-- Begin Excerpt --

All of lore.kernel.org
 help / color / mirror / Atom feed
From: Tao Ma <tm@tao.ma>
To: ocfs2-devel@oss.oracle.com
Subject: [Ocfs2-devel] [PATCH 1/3] ocfs2: Add ocfs2_trim_fs for SSD trim support.
Date: Tue, 08 Mar 2011 15:47:52 +0800	[thread overview]
Message-ID: <4D75DF28.6010401@tao.ma> (raw)
In-Reply-To: <4D75D281.5000003@oracle.com>

On 03/08/2011 02:53 PM, Tristan Ye wrote:
> Tao Ma wrote:
>> On 03/08/2011 02:23 PM, Tristan Ye wrote:
>>> Tao Ma wrote:
>>>> On 03/08/2011 12:55 PM, Tristan Ye wrote:
>>>>> Hi Tao,
>>>>>
>>>>>    Most of codes looks pretty neat to me, few comments inlined below:
>>>> Thanks for the review.
>>>>> Tao Ma wrote:
>>>>>> From: Tao Ma <boyu.mt@taobao.com>
>>>>>>
>>>>>> Add ocfs2_trim_fs to support trimming freed clusters in the
>>>>>> volume. A range will be given and all the freed clusters greater
>>>>>> than minlen will be discarded to the block layer.
>>>>>>
>>>>>> Signed-off-by: Tao Ma <boyu.mt@taobao.com>
>>>>>> ---
>>>>>>  fs/ocfs2/alloc.c |  154
>>>>>> ++++++++++++++++++++++++++++++++++++++++++++++++++++++
>>>>>>  fs/ocfs2/alloc.h |    1 +
>>>>>>  2 files changed, 155 insertions(+), 0 deletions(-)

-- End Excerpt --

Exercise directions -
According to the patch email above, which freed clusters in the given range are discarded to the block layer?

-- Begin Provided information --

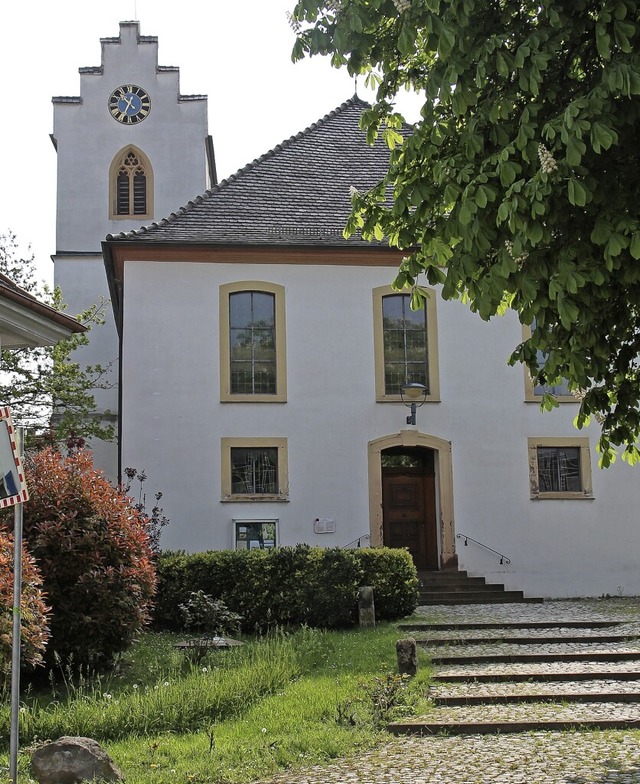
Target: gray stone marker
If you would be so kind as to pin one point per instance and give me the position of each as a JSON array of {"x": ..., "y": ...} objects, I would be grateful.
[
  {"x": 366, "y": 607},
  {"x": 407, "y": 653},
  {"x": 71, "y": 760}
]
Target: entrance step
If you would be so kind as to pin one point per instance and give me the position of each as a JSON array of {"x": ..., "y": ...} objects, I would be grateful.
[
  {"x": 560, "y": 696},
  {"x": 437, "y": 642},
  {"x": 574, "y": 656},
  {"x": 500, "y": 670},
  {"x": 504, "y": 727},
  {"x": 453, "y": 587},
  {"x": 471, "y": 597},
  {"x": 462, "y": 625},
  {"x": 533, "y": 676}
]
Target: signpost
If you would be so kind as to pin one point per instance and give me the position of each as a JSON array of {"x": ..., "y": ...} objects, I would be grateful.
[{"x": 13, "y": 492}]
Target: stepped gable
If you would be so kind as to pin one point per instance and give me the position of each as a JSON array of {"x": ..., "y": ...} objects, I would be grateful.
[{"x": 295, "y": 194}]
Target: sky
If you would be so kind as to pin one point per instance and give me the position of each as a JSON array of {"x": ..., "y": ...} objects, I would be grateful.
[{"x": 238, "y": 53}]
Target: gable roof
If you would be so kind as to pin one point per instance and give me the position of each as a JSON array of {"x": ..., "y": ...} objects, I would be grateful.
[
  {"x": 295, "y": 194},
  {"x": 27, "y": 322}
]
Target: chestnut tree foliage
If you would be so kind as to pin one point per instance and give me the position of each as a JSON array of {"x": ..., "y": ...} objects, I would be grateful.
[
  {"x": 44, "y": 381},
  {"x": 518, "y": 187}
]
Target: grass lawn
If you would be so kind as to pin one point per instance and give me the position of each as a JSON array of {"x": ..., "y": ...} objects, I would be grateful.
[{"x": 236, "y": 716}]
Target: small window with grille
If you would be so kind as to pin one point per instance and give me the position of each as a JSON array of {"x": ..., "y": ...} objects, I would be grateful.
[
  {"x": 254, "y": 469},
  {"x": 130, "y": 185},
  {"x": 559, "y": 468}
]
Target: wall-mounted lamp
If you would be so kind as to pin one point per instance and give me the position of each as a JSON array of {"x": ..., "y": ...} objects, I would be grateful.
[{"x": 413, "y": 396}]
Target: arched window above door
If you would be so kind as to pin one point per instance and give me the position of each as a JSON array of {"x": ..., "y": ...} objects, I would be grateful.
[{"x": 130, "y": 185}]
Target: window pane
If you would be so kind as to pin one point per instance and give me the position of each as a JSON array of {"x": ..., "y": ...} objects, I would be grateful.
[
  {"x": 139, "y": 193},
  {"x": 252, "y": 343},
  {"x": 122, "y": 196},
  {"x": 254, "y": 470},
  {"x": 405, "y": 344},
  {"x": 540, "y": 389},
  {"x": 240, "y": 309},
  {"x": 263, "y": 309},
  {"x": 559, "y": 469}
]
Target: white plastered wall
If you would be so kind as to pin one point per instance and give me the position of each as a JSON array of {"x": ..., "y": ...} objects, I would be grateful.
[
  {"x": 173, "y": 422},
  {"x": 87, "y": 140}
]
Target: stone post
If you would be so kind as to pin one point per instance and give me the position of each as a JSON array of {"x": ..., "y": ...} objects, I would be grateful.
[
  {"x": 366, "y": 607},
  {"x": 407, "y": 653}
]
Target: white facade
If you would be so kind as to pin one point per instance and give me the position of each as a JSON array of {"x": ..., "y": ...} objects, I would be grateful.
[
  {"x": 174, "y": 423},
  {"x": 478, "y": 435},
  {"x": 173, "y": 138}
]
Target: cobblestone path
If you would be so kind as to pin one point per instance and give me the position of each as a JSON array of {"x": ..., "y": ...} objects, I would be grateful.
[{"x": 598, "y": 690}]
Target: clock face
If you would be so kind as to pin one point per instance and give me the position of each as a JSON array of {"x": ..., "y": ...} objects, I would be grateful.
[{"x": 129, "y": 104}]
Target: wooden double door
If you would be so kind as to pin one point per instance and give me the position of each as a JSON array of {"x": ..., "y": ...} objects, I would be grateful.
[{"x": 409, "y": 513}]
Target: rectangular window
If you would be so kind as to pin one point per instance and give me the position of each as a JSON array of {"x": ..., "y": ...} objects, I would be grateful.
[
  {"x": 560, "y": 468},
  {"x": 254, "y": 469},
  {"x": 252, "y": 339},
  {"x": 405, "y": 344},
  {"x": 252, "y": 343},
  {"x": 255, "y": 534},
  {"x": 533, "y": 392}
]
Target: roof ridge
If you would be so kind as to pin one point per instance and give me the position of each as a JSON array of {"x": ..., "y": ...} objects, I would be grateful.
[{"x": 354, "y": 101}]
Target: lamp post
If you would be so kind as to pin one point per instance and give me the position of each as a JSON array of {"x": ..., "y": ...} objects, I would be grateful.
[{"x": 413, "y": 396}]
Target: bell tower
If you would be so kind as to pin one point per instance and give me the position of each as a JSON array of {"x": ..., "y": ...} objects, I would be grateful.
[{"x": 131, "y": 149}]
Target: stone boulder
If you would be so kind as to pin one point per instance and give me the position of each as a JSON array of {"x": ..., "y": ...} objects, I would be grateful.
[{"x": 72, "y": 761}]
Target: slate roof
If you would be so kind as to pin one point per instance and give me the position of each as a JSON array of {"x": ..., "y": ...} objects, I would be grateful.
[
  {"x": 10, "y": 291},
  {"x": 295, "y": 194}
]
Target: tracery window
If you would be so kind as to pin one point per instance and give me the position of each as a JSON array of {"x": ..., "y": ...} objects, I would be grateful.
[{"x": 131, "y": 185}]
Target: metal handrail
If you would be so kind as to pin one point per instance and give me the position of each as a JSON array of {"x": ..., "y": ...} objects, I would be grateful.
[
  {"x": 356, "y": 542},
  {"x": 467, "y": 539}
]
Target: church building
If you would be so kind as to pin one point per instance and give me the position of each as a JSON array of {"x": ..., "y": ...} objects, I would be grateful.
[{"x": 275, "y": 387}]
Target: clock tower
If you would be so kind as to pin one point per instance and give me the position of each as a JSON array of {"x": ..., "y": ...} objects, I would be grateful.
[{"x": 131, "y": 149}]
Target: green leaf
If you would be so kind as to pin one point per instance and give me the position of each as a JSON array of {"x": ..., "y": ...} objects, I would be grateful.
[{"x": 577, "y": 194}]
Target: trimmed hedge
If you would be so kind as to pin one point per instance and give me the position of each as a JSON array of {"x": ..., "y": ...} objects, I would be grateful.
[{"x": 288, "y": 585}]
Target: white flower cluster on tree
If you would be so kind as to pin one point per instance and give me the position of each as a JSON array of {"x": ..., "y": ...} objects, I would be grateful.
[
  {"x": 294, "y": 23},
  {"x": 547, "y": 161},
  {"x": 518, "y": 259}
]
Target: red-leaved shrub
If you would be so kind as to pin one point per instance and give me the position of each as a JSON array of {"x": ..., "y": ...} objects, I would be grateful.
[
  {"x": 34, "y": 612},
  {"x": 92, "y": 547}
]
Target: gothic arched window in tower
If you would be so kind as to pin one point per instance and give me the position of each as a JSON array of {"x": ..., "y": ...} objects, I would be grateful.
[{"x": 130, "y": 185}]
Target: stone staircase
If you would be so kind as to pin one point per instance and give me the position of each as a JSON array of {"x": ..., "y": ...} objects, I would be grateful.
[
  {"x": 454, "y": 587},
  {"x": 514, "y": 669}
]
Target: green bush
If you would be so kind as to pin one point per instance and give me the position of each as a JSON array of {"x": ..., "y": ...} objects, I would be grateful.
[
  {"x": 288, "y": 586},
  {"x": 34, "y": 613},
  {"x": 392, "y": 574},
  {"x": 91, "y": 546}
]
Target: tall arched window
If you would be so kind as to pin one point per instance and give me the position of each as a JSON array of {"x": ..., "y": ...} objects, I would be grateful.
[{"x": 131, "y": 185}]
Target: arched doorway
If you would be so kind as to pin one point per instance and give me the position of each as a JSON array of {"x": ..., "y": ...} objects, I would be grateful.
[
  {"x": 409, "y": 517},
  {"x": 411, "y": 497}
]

-- End Provided information --

Response -
All freed clusters greater than minlen are discarded to the block layer.